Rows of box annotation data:

- - -

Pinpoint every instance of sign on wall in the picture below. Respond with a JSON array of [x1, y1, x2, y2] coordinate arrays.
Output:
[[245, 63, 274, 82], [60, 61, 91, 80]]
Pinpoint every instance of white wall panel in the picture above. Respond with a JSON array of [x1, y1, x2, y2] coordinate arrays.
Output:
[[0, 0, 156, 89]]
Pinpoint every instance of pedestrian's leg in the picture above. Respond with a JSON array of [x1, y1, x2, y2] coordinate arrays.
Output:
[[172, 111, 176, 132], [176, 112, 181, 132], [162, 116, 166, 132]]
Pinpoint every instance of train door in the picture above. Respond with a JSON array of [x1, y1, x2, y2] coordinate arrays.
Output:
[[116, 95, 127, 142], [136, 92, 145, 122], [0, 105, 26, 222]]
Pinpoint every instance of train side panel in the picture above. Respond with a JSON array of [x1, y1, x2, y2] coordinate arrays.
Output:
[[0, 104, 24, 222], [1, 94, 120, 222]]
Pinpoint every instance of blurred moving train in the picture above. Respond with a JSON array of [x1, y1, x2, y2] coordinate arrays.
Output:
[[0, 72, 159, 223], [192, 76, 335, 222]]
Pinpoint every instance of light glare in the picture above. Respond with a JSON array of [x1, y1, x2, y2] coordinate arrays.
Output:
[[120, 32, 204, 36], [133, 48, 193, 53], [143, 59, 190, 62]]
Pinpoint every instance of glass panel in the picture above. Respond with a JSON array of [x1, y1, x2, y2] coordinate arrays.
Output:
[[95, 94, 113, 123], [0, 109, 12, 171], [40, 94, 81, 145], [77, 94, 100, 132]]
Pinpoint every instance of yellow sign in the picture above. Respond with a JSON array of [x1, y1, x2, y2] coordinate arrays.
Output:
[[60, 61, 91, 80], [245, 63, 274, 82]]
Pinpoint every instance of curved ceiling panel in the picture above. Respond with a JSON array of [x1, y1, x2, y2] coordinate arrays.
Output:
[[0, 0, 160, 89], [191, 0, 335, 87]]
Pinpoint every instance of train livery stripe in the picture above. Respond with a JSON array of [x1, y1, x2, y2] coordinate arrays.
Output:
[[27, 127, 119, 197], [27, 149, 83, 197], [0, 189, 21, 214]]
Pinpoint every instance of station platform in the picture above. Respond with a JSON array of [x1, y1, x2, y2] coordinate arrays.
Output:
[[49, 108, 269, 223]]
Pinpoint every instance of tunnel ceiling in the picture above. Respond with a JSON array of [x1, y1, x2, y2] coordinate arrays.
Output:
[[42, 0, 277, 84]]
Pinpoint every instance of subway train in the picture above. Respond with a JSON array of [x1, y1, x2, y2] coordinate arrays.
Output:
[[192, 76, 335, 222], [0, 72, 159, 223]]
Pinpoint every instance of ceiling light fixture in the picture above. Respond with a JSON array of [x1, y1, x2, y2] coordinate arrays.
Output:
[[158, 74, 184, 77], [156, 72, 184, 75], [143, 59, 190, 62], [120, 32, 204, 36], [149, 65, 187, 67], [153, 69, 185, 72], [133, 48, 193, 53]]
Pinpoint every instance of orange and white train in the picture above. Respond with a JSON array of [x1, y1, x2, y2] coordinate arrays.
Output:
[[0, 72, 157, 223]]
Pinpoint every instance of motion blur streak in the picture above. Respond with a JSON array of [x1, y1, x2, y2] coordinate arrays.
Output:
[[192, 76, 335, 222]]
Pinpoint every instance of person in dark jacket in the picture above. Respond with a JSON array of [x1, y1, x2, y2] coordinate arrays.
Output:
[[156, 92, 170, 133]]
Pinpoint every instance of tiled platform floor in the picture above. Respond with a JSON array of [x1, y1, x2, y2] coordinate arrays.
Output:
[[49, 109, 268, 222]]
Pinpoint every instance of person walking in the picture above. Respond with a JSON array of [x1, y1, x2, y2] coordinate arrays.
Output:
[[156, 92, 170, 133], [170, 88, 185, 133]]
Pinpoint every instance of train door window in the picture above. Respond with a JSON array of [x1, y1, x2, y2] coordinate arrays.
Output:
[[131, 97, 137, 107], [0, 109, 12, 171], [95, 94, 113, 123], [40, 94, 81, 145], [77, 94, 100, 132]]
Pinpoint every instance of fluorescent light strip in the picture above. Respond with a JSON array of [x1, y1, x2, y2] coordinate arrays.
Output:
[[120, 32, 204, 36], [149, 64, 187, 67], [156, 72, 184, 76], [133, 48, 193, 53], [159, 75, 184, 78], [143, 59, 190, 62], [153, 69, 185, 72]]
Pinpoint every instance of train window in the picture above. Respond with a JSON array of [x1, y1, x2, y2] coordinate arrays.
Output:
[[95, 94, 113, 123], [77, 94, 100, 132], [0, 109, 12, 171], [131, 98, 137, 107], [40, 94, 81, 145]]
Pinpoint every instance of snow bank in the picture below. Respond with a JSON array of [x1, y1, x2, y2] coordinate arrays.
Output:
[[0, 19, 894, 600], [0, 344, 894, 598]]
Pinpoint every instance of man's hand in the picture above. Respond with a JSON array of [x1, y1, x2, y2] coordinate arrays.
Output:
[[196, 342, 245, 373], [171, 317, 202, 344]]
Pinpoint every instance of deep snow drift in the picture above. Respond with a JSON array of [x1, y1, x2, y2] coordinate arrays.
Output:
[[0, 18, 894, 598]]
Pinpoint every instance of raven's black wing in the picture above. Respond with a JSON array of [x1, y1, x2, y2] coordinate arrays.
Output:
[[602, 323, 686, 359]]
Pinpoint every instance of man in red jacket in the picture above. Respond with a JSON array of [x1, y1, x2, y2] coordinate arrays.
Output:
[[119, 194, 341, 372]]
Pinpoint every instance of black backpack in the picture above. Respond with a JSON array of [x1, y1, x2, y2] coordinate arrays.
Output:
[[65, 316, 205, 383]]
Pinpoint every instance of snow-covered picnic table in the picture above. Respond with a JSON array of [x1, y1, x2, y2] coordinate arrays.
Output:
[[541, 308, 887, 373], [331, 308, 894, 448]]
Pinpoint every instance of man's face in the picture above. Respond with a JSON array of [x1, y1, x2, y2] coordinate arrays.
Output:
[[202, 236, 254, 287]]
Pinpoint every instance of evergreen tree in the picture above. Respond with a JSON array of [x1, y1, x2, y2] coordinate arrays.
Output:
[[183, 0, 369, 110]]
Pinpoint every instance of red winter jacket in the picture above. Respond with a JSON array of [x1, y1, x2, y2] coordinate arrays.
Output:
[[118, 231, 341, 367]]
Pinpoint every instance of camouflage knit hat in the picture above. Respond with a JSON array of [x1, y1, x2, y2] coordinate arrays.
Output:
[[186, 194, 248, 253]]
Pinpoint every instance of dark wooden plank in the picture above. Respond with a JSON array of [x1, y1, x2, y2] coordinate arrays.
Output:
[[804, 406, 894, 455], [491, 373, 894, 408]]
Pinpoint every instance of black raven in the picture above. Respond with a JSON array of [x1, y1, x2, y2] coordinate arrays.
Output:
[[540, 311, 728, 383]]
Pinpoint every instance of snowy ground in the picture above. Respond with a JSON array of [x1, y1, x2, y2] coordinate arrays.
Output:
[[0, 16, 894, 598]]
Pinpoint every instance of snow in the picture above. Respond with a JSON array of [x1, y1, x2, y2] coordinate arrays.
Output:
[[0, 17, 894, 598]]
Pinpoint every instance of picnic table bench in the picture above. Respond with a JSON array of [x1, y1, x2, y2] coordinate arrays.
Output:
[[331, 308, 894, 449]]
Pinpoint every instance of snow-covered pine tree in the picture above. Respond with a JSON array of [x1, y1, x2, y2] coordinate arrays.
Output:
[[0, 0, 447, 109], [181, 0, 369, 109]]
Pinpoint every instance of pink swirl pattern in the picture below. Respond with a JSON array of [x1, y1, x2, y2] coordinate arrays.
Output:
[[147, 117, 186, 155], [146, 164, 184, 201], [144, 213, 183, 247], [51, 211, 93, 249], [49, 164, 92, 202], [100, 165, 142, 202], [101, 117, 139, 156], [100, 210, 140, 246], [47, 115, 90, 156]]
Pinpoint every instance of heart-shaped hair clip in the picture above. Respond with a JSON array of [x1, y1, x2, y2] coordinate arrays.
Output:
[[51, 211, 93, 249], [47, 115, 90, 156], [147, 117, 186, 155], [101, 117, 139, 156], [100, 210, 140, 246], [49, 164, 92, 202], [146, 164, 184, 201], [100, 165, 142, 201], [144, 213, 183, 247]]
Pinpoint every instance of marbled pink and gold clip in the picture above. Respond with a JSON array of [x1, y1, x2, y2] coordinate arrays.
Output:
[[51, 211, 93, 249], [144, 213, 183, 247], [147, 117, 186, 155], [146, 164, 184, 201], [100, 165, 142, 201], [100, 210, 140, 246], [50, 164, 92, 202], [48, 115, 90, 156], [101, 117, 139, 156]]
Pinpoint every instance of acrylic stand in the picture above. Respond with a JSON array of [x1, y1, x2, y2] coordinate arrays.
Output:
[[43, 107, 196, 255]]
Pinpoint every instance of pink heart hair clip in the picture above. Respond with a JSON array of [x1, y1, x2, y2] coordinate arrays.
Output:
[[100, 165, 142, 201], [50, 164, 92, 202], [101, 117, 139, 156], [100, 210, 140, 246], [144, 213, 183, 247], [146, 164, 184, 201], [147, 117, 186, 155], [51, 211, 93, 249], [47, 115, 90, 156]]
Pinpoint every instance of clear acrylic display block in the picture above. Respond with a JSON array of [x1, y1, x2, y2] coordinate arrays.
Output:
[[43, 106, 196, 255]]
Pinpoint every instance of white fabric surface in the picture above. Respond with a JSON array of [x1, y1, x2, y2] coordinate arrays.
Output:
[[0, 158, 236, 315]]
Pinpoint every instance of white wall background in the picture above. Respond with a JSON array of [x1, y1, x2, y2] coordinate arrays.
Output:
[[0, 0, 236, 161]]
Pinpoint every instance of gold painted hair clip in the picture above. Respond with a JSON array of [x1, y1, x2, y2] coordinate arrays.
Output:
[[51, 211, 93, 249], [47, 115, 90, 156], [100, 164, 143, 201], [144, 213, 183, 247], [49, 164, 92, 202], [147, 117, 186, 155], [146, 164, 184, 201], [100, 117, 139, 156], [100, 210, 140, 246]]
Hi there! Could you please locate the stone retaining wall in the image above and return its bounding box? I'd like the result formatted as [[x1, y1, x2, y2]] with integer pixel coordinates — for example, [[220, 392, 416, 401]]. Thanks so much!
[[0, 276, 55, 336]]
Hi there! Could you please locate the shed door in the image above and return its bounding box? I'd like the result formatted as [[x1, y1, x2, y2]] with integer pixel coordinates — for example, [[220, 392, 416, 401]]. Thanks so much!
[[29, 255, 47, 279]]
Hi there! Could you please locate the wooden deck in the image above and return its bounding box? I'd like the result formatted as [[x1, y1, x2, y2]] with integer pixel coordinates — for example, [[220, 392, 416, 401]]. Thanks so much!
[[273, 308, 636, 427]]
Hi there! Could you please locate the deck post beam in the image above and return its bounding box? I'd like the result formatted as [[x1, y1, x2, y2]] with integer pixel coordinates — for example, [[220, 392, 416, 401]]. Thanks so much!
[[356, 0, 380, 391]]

- - -

Problem details – Can you arrange the data above, everything from the top down to the line containing "189, 21, 214]]", as a two-column CSV with the columns input and output, one row for each text and its answer, every field in double quotes and any line breaks turned into spaces?

Task output –
input,output
"Pinpoint every instance of sign on wall in the picture below. Respond with a JSON array of [x1, y1, x2, y2] coordinate arrays. Output:","[[245, 63, 274, 82], [60, 61, 91, 80]]"
"Pinpoint every instance of white wall panel in the picture above. Respond with a JSON array of [x1, y1, x2, y2] coordinate arrays. Output:","[[0, 0, 156, 89]]"
"Pinpoint every instance of pedestrian's leg in the picture above. Respond with a JSON array of [x1, y1, x2, y2] coordinate arrays. Output:","[[172, 111, 176, 132], [176, 112, 181, 132], [162, 116, 166, 132]]"
"Pinpoint every instance of train door in the picture above. Respond with a JSON array of [x1, y1, x2, y2] coordinate arrays. Output:","[[116, 95, 127, 142], [136, 92, 145, 122], [0, 105, 26, 222]]"
"Pinpoint every instance of train side panel in the picture above. Respond with a JSON array of [x1, y1, x2, y2] coordinate arrays. Output:","[[0, 104, 24, 222], [1, 94, 120, 222]]"
"Pinpoint every instance of blurred moving train in the picture above. Respond with a JSON array of [x1, y1, x2, y2] coordinate arrays. Output:","[[0, 72, 159, 223], [192, 76, 335, 222]]"
"Pinpoint every instance of light glare in the picture above. Respond with a JSON array of [x1, y1, x2, y2] coordinate arrays. Output:","[[120, 32, 204, 36], [133, 48, 193, 53], [143, 59, 190, 62]]"
"Pinpoint every instance of glass panel in the picture above. Respond with a JSON array of [x1, y1, x2, y2] coordinate arrays. Output:","[[95, 94, 113, 123], [0, 109, 12, 171], [40, 94, 81, 145], [77, 94, 100, 132]]"
"Pinpoint every instance of yellow sign in the picture above. Respond with a JSON array of [x1, y1, x2, y2] coordinate arrays. Output:","[[60, 61, 91, 80], [245, 63, 274, 82]]"
"Pinpoint every instance of curved ceiling panel in the picture above. Respond with a JSON array of [x1, y1, x2, y2] coordinate arrays. Output:","[[0, 0, 160, 89], [191, 0, 335, 87]]"
"Pinpoint every instance of train livery stripe in the picture above. Respond with a JSON array of [x1, y1, x2, y2] coordinate arrays. Output:","[[27, 127, 119, 197], [27, 149, 83, 197], [0, 189, 21, 214]]"